Passage >>
---------------

Wedding Etiquette Forum

Delegating...

I'm not sure if this is the best place to post this but you ladies always have great and honest answers.

Everyone I've talked to and everything I read says to make sure that you delegate on the day-of so you aren't running around trying to get everything set-up and taken down your self. But how do you do this? Do I politely ask people for these favors or wait for someone to offer? Is it appropriate for me to ask the wedding party members to each take a small job?

Also, what all did you delegate and what jobs are too big to ask of one person? Maybe I'm over thinking this but I have DIY centerpieces & ceremony decor to be set up and taken down on top of gifts to take home, cake to take home, tips to be given and whatever else I'm not thinking of that needs done...

Re: Delegating...

  • In Response to Delegating...:
    [QUOTE]I'm not sure if this is the best place to post this but you ladies always have great and honest answers. Everyone I've talked to and everything I read says to make sure that you delegate on the day-of so you aren't running around trying to get everything set-up and taken down your self. But how do you do this? Do I politely ask people for these favors or wait for someone to offer? Is it appropriate for me to ask the wedding party members to each take a small job? Also, what all did you delegate and what jobs are too big to ask of one person? Maybe I'm over thinking this but I have DIY centerpieces & ceremony decor to be set up and taken down on top of gifts to take home, cake to take home, tips to be given and whatever else I'm not thinking of that needs done...

---------------

Set tasks >>
1. Please copy the forum post word for word, starting at "Wedding Etiquette Forum" and ending at "Re: Delegating...".
2. Answer these questions from the forum post, one answer per line:
(a) What kind of centerpieces does the poster have?
(b) Whom does the poster ask about giving each person a small job?
(c) Besides gifts, what else must be taken home?
The rows have no connection to the forum post.

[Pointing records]
---------------

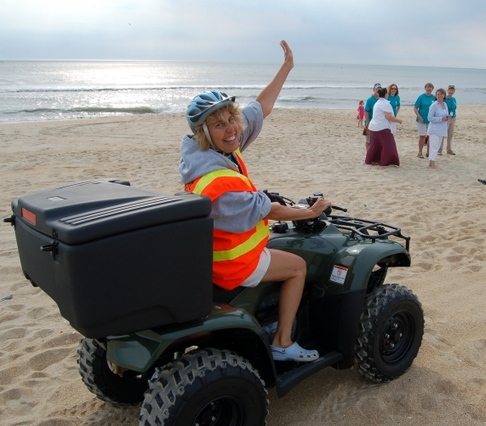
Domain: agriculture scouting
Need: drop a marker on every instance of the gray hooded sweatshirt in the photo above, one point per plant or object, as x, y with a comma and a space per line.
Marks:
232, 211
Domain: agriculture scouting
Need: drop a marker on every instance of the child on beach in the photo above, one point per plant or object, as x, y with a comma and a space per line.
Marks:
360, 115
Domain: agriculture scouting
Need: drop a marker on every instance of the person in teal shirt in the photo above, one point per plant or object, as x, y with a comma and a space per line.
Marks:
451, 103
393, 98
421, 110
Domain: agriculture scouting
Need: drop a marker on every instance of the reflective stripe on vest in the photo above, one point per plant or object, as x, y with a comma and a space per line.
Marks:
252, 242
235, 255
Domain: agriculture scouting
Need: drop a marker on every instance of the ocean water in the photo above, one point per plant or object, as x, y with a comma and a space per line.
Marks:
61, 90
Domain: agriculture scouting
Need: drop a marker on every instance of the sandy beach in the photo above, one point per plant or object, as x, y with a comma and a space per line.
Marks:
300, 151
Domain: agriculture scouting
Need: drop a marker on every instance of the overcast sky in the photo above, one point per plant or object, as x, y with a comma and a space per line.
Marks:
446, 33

---------------

Results for the exercise >>
1.
Wedding Etiquette Forum

Delegating...

I'm not sure if this is the best place to post this but you ladies always have great and honest answers.

Everyone I've talked to and everything I read says to make sure that you delegate on the day-of so you aren't running around trying to get everything set-up and taken down your self. But how do you do this? Do I politely ask people for these favors or wait for someone to offer? Is it appropriate for me to ask the wedding party members to each take a small job?

Also, what all did you delegate and what jobs are too big to ask of one person? Maybe I'm over thinking this but I have DIY centerpieces & ceremony decor to be set up and taken down on top of gifts to take home, cake to take home, tips to be given and whatever else I'm not thinking of that needs done...

Re: Delegating...

2.
(a) DIY centerpieces
(b) The wedding party members
(c) Cake